#### Document text:
□ □ □

- Conference: Gulf South Conference
- Record: 2–9 (2–7 GSC)
- Head coach: Gary Kinchen (2nd season);
- Home stadium: John L. Guidry Stadium

= 1973 Nicholls State Colonels football team =

American college football season

The 1973 Nicholls State Colonels football team represented Nicholls State University as a member of the Gulf South Conference (GSC) during the 1973 NCAA Division II football season. Led by Gary Kinchen in his second and final seasons as head coach, the Colonels compiled an overall record of 2–9 with a mark of 2–7 in conference play, placing ninth in the GSC. Nicholls State played home games at John L. Guidry Stadium in Thibodaux, Louisiana.

□ □ □

#### Data segment:
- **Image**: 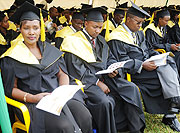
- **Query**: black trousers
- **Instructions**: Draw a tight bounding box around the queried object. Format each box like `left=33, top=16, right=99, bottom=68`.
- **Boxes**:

□ □ □

#### Prompt 1:
Set down the 1973 Nicholls State football summary above, reproducing everything from "- Head coach: Gary" down to "in Thibodaux, Louisiana." word for word.
#### Prompt 2:
Answer these from the 1973 Nicholls State football summary above:
(a) What was the team's record in conference play?
(b) Where did the Colonels finish in the GSC standings?
(c) In which stadium and city did Nicholls State play its home games?

#### Written answer 1:
- Head coach: Gary Kinchen (2nd season);
- Home stadium: John L. Guidry Stadium

= 1973 Nicholls State Colonels football team =

American college football season

The 1973 Nicholls State Colonels football team represented Nicholls State University as a member of the Gulf South Conference (GSC) during the 1973 NCAA Division II football season. Led by Gary Kinchen in his second and final seasons as head coach, the Colonels compiled an overall record of 2–9 with a mark of 2–7 in conference play, placing ninth in the GSC. Nicholls State played home games at John L. Guidry Stadium in Thibodaux, Louisiana.

#### Written answer 2:
(a) 2–7
(b) Ninth
(c) John L. Guidry Stadium in Thibodaux, Louisiana